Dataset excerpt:
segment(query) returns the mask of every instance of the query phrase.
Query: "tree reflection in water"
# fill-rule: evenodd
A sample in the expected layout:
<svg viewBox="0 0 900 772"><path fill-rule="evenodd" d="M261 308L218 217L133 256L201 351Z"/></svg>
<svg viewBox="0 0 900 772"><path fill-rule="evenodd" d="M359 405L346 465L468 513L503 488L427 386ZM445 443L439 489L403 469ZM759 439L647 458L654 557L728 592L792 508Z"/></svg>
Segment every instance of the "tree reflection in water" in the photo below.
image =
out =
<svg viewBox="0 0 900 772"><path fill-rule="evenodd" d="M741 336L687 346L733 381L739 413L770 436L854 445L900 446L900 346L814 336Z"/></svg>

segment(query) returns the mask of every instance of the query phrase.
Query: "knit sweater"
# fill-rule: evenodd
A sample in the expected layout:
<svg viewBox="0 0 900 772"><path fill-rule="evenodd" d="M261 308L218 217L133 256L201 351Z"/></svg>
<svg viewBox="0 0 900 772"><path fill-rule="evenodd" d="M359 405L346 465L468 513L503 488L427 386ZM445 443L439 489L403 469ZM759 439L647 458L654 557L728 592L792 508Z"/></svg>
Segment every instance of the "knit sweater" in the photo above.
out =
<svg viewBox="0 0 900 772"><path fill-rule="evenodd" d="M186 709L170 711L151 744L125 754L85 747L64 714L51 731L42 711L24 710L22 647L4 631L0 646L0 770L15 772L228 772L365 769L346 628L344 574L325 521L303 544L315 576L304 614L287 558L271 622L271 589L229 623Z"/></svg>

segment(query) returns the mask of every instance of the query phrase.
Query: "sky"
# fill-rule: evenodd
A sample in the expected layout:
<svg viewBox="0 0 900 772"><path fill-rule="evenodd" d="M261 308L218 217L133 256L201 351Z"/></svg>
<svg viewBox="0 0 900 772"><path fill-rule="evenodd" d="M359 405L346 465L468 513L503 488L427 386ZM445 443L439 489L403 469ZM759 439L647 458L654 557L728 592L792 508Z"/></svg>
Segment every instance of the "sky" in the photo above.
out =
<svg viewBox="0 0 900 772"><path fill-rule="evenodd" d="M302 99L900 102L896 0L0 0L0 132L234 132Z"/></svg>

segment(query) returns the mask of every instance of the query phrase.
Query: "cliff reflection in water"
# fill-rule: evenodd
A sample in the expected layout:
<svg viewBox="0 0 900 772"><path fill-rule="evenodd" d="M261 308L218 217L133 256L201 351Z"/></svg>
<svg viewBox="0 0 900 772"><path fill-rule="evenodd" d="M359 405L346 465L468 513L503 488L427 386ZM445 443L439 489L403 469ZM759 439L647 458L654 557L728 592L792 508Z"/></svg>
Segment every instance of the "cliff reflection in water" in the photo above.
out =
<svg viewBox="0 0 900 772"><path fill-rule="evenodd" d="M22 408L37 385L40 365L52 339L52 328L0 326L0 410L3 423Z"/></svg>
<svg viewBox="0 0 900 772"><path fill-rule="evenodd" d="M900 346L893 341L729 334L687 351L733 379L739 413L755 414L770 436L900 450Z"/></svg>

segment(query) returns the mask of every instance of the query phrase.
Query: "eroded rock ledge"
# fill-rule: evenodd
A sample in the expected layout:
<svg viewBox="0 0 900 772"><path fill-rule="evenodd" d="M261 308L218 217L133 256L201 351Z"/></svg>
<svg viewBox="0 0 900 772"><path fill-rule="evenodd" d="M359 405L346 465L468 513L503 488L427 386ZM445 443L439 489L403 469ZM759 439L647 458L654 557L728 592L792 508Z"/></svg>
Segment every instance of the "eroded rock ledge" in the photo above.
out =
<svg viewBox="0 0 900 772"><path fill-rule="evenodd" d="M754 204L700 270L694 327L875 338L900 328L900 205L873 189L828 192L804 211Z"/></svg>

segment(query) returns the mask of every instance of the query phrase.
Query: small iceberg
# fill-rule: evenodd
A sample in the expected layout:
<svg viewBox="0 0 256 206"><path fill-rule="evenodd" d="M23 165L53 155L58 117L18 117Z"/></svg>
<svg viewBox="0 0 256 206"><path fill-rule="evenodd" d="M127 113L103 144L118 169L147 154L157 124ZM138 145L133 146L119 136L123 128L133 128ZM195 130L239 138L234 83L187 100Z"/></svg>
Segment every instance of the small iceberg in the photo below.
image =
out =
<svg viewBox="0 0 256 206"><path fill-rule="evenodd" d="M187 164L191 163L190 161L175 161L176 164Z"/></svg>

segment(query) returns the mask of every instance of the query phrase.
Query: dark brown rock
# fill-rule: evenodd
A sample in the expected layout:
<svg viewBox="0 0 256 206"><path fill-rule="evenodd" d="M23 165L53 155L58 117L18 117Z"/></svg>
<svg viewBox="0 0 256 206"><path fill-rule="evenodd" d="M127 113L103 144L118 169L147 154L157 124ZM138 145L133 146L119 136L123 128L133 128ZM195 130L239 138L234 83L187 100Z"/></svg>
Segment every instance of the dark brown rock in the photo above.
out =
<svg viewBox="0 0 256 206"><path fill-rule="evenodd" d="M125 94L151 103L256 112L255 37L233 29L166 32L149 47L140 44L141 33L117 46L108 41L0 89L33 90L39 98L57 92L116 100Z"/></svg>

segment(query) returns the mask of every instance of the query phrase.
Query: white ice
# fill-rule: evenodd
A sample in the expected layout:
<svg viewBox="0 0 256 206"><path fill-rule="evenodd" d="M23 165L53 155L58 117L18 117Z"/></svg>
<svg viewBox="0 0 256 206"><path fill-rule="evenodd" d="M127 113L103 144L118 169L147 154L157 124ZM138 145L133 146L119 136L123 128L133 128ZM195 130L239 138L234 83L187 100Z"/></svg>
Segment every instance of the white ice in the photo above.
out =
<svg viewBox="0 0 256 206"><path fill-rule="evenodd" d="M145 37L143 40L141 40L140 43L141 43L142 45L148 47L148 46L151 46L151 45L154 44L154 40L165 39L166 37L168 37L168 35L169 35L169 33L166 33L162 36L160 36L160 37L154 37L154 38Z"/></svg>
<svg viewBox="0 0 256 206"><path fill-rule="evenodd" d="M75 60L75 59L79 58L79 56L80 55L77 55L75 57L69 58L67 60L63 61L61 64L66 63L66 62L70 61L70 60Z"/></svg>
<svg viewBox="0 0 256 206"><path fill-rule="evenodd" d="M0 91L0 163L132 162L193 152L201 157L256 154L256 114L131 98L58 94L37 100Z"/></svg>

WHAT IS BEING ASKED:
Quote each line of the listing above exactly.

TASK OUTPUT:
segment(query) returns the mask of every instance of the query phrase.
Query: "tree reflection in water"
# fill-rule: evenodd
A sample in the expected layout:
<svg viewBox="0 0 900 772"><path fill-rule="evenodd" d="M261 308L218 217L133 256L201 351Z"/></svg>
<svg viewBox="0 0 900 772"><path fill-rule="evenodd" d="M359 405L346 465L468 513L503 488L427 386ZM445 443L439 489L403 469ZM759 439L647 458L654 557L728 592L792 508Z"/></svg>
Segment every instance of the "tree reflection in water" in the photo below.
image =
out =
<svg viewBox="0 0 900 772"><path fill-rule="evenodd" d="M741 336L687 346L733 381L739 413L770 436L854 445L900 446L900 346L814 336Z"/></svg>

segment(query) returns the mask of every instance of the query phrase.
Query: "knit sweater"
# fill-rule: evenodd
A sample in the expected layout:
<svg viewBox="0 0 900 772"><path fill-rule="evenodd" d="M261 308L218 217L133 256L201 351Z"/></svg>
<svg viewBox="0 0 900 772"><path fill-rule="evenodd" d="M359 405L346 465L468 513L503 488L427 386ZM445 443L439 489L403 469ZM759 439L647 458L654 557L728 592L792 508Z"/></svg>
Segment every instance of the "knit sweater" in the photo above.
out =
<svg viewBox="0 0 900 772"><path fill-rule="evenodd" d="M186 709L170 711L151 744L125 754L85 747L64 714L51 731L42 711L24 710L22 647L4 631L0 646L0 770L15 772L228 772L365 769L346 628L344 574L325 521L303 544L315 576L304 614L287 558L271 622L271 589L229 623Z"/></svg>

segment(query) returns the mask of every instance of the query phrase.
Query: "sky"
# fill-rule: evenodd
A sample in the expected layout:
<svg viewBox="0 0 900 772"><path fill-rule="evenodd" d="M261 308L218 217L133 256L201 351Z"/></svg>
<svg viewBox="0 0 900 772"><path fill-rule="evenodd" d="M359 405L346 465L468 513L503 488L427 386ZM445 443L439 489L403 469ZM759 439L647 458L654 557L728 592L792 508Z"/></svg>
Segment every instance of the "sky" in the photo above.
out =
<svg viewBox="0 0 900 772"><path fill-rule="evenodd" d="M302 99L900 102L896 0L0 0L0 132L234 132Z"/></svg>

segment(query) returns the mask of every instance of the query phrase.
Query: "cliff reflection in water"
# fill-rule: evenodd
A sample in the expected layout:
<svg viewBox="0 0 900 772"><path fill-rule="evenodd" d="M261 308L218 217L133 256L201 351Z"/></svg>
<svg viewBox="0 0 900 772"><path fill-rule="evenodd" d="M359 405L346 465L468 513L503 488L427 386ZM445 443L439 489L403 469ZM759 439L647 458L654 557L728 592L792 508Z"/></svg>
Segment every instance of the "cliff reflection in water" in the photo above.
out =
<svg viewBox="0 0 900 772"><path fill-rule="evenodd" d="M22 408L37 385L40 365L52 339L52 328L0 326L0 410L3 423Z"/></svg>
<svg viewBox="0 0 900 772"><path fill-rule="evenodd" d="M900 346L893 341L729 334L687 351L733 379L739 413L755 414L770 436L900 450Z"/></svg>

segment(query) returns the mask of every instance of the query phrase.
Query: "eroded rock ledge"
# fill-rule: evenodd
A sample in the expected layout:
<svg viewBox="0 0 900 772"><path fill-rule="evenodd" d="M261 308L218 217L133 256L201 351Z"/></svg>
<svg viewBox="0 0 900 772"><path fill-rule="evenodd" d="M359 405L346 465L468 513L503 488L427 386ZM445 443L439 489L403 469ZM759 439L647 458L654 557L728 592L792 508Z"/></svg>
Segment every instance of the "eroded rock ledge" in the photo above.
out =
<svg viewBox="0 0 900 772"><path fill-rule="evenodd" d="M754 204L700 270L694 327L875 338L900 328L900 205L873 189L828 192L804 211Z"/></svg>

segment(query) returns the mask of every instance of the query phrase.
Query: small iceberg
# fill-rule: evenodd
A sample in the expected layout:
<svg viewBox="0 0 256 206"><path fill-rule="evenodd" d="M23 165L53 155L58 117L18 117Z"/></svg>
<svg viewBox="0 0 256 206"><path fill-rule="evenodd" d="M127 113L103 144L118 169L147 154L157 124ZM138 145L133 146L119 136L123 128L133 128ZM195 130L239 138L234 83L187 100Z"/></svg>
Segment every instance of the small iceberg in the photo below.
image =
out =
<svg viewBox="0 0 256 206"><path fill-rule="evenodd" d="M187 164L191 163L190 161L175 161L176 164Z"/></svg>

segment(query) returns the mask of every instance of the query phrase.
Query: dark brown rock
# fill-rule: evenodd
A sample in the expected layout:
<svg viewBox="0 0 256 206"><path fill-rule="evenodd" d="M23 165L53 155L58 117L18 117Z"/></svg>
<svg viewBox="0 0 256 206"><path fill-rule="evenodd" d="M127 113L103 144L118 169L147 154L157 124ZM138 145L133 146L119 136L123 128L133 128ZM195 130L239 138L234 83L187 100Z"/></svg>
Segment every instance of the dark brown rock in the photo above.
out =
<svg viewBox="0 0 256 206"><path fill-rule="evenodd" d="M125 94L151 103L256 112L255 37L233 29L166 32L149 47L140 44L141 33L117 46L108 41L0 89L33 90L39 98L57 92L116 100Z"/></svg>

segment(query) returns the mask of every instance of the query phrase.
Query: white ice
# fill-rule: evenodd
A sample in the expected layout:
<svg viewBox="0 0 256 206"><path fill-rule="evenodd" d="M23 165L53 155L58 117L18 117Z"/></svg>
<svg viewBox="0 0 256 206"><path fill-rule="evenodd" d="M127 113L103 144L118 169L147 154L157 124ZM138 145L133 146L119 136L123 128L133 128ZM195 130L239 138L234 83L187 100Z"/></svg>
Segment every instance of the white ice in the photo above.
out =
<svg viewBox="0 0 256 206"><path fill-rule="evenodd" d="M145 37L143 40L141 40L140 43L141 43L142 45L148 47L148 46L151 46L151 45L154 44L154 40L165 39L166 37L168 37L168 35L169 35L169 33L166 33L162 36L160 36L160 37L154 37L154 38Z"/></svg>
<svg viewBox="0 0 256 206"><path fill-rule="evenodd" d="M75 60L75 59L79 58L79 56L80 55L77 55L75 57L69 58L67 60L63 61L61 64L66 63L66 62L70 61L70 60Z"/></svg>
<svg viewBox="0 0 256 206"><path fill-rule="evenodd" d="M0 91L0 163L132 162L193 152L201 157L256 154L256 114L131 98L58 94L37 100Z"/></svg>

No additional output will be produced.